-- BEGIN Passage given --

- Interactive map of Contynois
- Country: France
- Region: Hauts-de-France
- Department: Somme
- No. of communes: {{{nbcomm}}}
- Established: 1996
- Disbanded: 2017
- Population (1999): 9,043

= Communauté de communes du Contynois =

The Communauté de communes du Contynois (until 2015: Communauté de communes du canton de Conty) is a former communauté de communes in the Somme département and in the Picardie région of France. It was created in December 1996. It was merged into the new Communauté de communes Somme Sud-Ouest in January 2017.

The community is located in three valleys:
- The Valley of the Selle running north–south from Monsures to Bacouel-sur-Selle.
- The valley of the Evoissons river, running west from Frémontiers to Conty.
- The valley of the Parquets river, running southwest / northeast from Thoix to Fleury.
This rural area is easily accessible from junction 17 of the A16 motorway.

-- END Passage given --
-- BEGIN Provided material --

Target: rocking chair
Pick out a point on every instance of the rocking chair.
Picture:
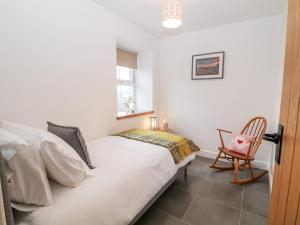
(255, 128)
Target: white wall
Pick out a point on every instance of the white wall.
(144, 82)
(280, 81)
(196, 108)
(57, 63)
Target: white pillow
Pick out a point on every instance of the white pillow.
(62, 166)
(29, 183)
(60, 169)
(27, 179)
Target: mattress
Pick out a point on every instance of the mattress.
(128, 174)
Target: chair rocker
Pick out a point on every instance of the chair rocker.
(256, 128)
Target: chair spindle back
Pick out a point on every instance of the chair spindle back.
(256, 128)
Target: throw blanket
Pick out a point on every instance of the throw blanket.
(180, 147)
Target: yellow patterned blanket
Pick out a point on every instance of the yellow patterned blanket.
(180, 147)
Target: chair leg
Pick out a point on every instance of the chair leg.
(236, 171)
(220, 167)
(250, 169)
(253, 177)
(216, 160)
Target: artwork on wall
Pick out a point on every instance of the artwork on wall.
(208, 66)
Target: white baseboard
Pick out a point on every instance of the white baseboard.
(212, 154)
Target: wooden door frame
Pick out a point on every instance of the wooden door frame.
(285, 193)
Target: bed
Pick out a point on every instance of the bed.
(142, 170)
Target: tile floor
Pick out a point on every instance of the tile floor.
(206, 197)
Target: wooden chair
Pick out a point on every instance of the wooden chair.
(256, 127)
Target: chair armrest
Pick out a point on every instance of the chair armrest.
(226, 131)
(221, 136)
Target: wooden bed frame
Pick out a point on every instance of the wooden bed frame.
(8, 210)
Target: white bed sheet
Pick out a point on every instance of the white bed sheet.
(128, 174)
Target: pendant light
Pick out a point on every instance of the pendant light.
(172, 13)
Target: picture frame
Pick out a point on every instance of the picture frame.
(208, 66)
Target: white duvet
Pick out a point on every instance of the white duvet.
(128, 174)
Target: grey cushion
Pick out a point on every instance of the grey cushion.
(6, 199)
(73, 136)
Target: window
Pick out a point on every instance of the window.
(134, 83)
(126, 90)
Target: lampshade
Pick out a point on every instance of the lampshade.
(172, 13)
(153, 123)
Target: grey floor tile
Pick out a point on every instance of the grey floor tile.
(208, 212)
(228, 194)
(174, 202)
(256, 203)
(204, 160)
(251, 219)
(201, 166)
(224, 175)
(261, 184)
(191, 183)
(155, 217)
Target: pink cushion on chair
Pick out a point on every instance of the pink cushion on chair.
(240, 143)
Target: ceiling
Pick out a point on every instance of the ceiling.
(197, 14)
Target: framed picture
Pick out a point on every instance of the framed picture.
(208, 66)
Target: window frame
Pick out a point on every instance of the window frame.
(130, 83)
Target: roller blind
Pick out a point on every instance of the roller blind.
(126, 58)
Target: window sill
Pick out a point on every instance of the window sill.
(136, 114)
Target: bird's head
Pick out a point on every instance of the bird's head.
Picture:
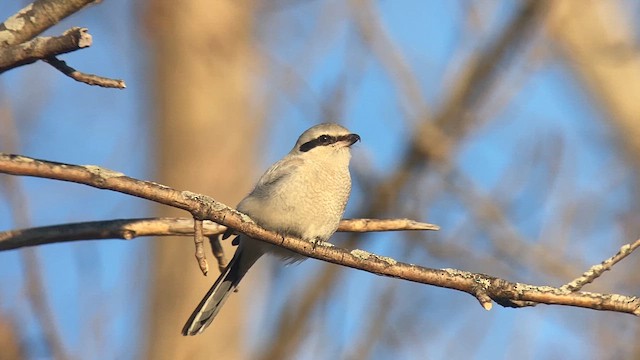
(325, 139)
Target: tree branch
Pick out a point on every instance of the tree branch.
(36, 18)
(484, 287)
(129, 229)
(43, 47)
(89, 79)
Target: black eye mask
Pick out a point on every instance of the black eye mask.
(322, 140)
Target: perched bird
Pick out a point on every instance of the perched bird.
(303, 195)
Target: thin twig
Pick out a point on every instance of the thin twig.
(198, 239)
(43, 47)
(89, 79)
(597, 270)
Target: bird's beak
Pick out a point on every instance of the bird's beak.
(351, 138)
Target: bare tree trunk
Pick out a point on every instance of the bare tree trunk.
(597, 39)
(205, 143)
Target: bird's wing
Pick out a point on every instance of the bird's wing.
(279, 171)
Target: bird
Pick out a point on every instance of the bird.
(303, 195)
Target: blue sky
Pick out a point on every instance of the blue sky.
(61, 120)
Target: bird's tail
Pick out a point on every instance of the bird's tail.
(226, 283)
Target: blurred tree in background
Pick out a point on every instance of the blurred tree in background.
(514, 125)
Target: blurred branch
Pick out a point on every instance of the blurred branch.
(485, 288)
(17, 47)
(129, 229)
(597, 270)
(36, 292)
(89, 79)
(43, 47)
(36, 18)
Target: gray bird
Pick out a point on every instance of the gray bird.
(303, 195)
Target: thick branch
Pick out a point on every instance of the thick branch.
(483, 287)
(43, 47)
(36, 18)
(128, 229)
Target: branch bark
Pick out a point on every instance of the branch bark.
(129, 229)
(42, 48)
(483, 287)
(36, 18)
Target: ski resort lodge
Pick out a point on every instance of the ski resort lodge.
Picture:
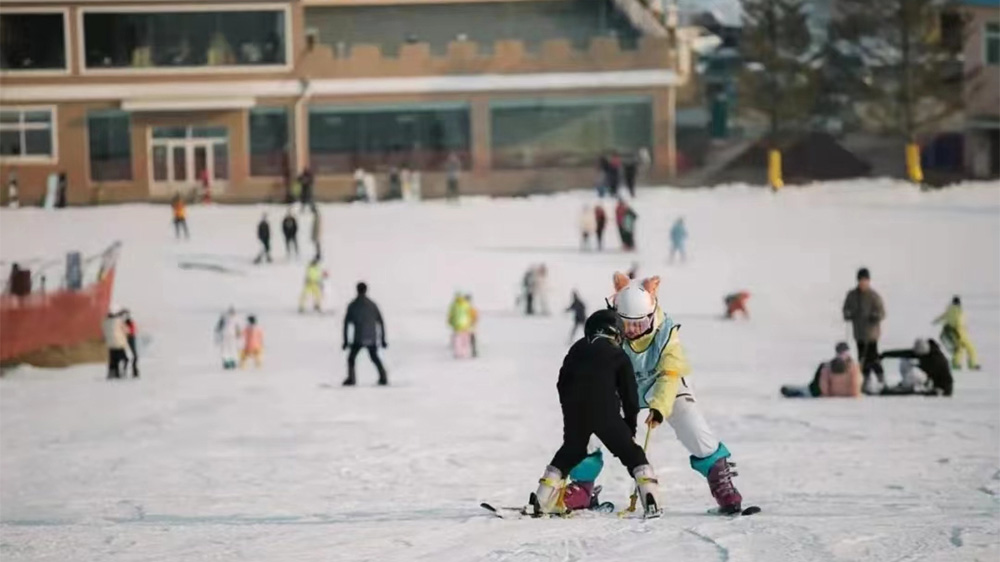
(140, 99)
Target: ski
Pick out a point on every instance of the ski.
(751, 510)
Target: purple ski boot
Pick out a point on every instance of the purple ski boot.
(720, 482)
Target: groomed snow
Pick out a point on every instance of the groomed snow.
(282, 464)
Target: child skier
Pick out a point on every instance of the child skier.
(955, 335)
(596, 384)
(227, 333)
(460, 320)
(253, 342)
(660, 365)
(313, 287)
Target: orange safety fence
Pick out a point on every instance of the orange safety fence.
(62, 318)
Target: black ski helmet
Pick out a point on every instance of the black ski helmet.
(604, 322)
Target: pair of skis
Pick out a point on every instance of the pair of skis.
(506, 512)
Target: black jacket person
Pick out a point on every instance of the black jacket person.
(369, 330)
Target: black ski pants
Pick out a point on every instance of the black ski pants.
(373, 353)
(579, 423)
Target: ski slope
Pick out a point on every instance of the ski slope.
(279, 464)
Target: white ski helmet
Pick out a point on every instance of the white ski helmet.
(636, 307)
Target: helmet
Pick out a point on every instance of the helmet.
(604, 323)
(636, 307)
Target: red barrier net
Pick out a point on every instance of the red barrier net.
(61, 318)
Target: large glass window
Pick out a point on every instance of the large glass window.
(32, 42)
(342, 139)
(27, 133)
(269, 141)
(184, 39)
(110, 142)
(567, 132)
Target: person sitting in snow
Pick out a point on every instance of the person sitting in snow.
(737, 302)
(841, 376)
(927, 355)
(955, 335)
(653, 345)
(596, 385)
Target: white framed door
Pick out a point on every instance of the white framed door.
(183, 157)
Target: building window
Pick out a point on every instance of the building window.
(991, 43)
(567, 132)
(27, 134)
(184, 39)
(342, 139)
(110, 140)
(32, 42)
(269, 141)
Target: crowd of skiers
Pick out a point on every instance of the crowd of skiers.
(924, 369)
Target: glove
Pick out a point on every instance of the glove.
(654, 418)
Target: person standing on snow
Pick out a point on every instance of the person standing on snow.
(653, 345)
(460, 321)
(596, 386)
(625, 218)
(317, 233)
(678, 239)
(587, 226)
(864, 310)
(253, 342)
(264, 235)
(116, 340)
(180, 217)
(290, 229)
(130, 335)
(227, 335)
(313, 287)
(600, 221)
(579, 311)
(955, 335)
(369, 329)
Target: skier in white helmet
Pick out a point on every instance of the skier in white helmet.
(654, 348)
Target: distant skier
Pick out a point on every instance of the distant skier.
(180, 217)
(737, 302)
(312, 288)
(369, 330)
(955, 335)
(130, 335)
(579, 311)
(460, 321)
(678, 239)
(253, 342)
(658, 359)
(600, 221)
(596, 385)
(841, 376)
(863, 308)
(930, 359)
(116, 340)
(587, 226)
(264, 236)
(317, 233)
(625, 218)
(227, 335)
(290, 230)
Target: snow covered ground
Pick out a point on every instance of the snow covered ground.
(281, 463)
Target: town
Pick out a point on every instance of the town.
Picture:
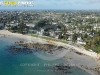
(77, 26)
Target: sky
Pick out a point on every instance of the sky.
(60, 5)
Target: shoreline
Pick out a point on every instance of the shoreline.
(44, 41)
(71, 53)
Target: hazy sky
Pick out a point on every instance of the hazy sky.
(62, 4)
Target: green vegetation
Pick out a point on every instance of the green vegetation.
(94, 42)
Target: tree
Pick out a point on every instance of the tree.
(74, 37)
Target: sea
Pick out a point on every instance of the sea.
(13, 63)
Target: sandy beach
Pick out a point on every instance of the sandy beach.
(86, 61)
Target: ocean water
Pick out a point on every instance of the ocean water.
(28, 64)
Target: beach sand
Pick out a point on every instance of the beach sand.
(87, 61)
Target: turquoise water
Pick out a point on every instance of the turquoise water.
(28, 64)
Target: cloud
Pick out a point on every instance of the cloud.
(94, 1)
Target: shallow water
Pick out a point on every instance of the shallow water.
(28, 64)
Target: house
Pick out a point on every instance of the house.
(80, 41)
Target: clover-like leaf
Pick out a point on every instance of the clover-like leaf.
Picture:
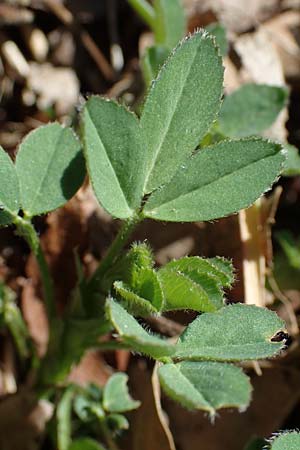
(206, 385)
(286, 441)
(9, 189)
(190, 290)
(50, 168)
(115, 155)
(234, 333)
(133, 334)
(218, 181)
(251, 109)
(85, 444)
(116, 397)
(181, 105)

-- END Provided material --

## Task goal
Continue the article on the Communauté de communes du Contynois, picking up right after its sentence about junction 17 of the A16 motorway.

## Task answer
== Composition ==
This Communauté de communes comprised 23 communes:

1. Bacouel-sur-Selle
2. Belleuse
3. Bosquel
4. Brassy
5. Contre
6. Conty
7. Courcelles-sous-Thoix
8. Essertaux
9. Fleury
10. Fossemanant
11. Frémontiers
12. Lœuilly
13. Monsures
14. Namps-Maisnil
15. Nampty
16. Neuville-lès-Lœuilly
17. Oresmaux
18. Plachy-Buyon
19. Prouzel
20. Sentelie
21. Thoix
22. Tilloy-lès-Conty
23. Velennes

== Responsibilities ==
The communes delegate members to the communauté to be responsible for the following:
- The study, the creation and management of any area of economic activity, craft or commerce of more than 3 hectares.
- In the area of assistance for businesses: construction, maintenance and management of workshops, factories and tree nurseries.
- The creation and management of the holiday homes.
- The management of the Tourist office.
- The maintenance of hiking trails with a grant from the General Council of the Somme;
- The recording of land for economic development and housing.
- Sanitation: As such it provides control systems for sewerage systems, technical assistance to owners creating or upgrading their installation standards, the development of tools to facilitate maintenance of facilities.
- The construction and acquisition of housing for rent.
- All minor roads, tracks and pathway maintenance.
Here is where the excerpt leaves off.